··· TRECHO SELECIONADO

Nesta análise, o objetivo é descobrir se uma variável específica tem alguma tendência espacial (se ela tem alguma correlação com sua distribuição espacial).

2. Análise Bivariada

Na análise bivariada, por outro lado, é avaliado o grau de variação espacial de uma variável em relação a outra variável.

Deseja-se, com esse método, identificar se duas variáveis estão correlacionadas no espaço, ou seja, se seguem a mesma tendência espacial.

Poderíamos querer analisar, por exemplo, se existe essa correlação entre chuvas e temperaturas no território brasileiro no mês de maio de 2021. Neste caso, se tomássemos como referência o estado de Goiás, obteríamos a variável pluviometria nesse estado e compararíamos com o lag da variável temperatura nos estados em sua vizinhança.

Diferença entre análise univariada e bivariada. Notar que, na análise bivariada, a variável na região de referência (verde) é diferente da variável na vizinhança (laranja).

Local Moran’s I

Até agora, foi calculado o Moran’s I global. Pegamos todos os pontos de dados que foram calculados para obter um índice que dá uma estimativa completa em todo o Brasil.

······
··· DADOS FORNECIDOS

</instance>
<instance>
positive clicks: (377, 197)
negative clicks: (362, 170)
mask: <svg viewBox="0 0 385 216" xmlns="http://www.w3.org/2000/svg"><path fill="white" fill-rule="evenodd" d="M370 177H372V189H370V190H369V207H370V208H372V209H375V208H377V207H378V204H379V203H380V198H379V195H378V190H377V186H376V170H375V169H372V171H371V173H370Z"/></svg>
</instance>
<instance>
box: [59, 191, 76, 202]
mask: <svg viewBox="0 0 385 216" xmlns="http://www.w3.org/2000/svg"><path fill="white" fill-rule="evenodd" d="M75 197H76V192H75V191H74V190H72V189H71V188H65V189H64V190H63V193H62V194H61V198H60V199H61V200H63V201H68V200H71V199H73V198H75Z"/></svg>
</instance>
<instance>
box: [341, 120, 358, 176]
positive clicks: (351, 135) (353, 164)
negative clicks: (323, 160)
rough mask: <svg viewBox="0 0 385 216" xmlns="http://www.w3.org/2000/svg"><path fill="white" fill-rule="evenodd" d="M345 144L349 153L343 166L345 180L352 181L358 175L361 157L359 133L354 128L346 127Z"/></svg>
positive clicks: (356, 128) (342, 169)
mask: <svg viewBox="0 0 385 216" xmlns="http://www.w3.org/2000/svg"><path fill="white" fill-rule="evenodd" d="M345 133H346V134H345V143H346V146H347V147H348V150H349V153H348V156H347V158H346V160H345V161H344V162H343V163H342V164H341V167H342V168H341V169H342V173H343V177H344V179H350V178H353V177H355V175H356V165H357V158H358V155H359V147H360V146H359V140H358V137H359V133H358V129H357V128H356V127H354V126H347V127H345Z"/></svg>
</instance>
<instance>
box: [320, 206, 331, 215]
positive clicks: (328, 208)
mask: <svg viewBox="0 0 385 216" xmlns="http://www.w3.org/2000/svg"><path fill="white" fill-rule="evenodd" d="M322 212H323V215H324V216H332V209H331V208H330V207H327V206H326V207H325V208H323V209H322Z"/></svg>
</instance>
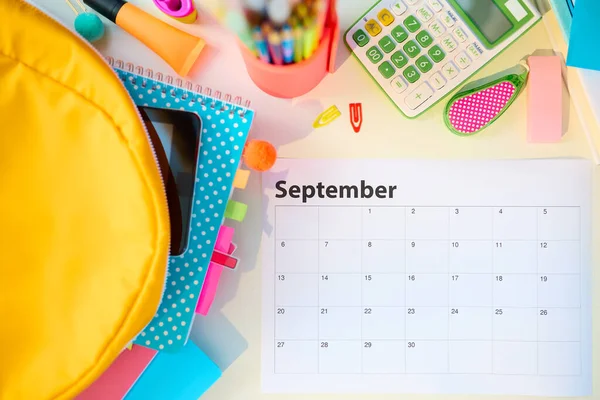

······

QUESTÕES DO MATERIAL:
1. Cite a passagem do trecho selecionado que vai de "Poderíamos querer analisar, por" até "todo o Brasil.", inclusive.
2. Converta em uma lista JSON de strings as linhas de dados, do início delas até a linha com "negative clicks: (362, 170)", inclusive. Use uma string para cada linha e omita as linhas em branco.
As linhas de dados não têm relação com o trecho.

RESULTADOS DO EXERCÍCIO:
1.
Poderíamos querer analisar, por exemplo, se existe essa correlação entre chuvas e temperaturas no território brasileiro no mês de maio de 2021. Neste caso, se tomássemos como referência o estado de Goiás, obteríamos a variável pluviometria nesse estado e compararíamos com o lag da variável temperatura nos estados em sua vizinhança.

Diferença entre análise univariada e bivariada. Notar que, na análise bivariada, a variável na região de referência (verde) é diferente da variável na vizinhança (laranja).

Local Moran’s I

Até agora, foi calculado o Moran’s I global. Pegamos todos os pontos de dados que foram calculados para obter um índice que dá uma estimativa completa em todo o Brasil.

2.
[
  "</instance>",
  "<instance>",
  "positive clicks: (377, 197)",
  "negative clicks: (362, 170)"
]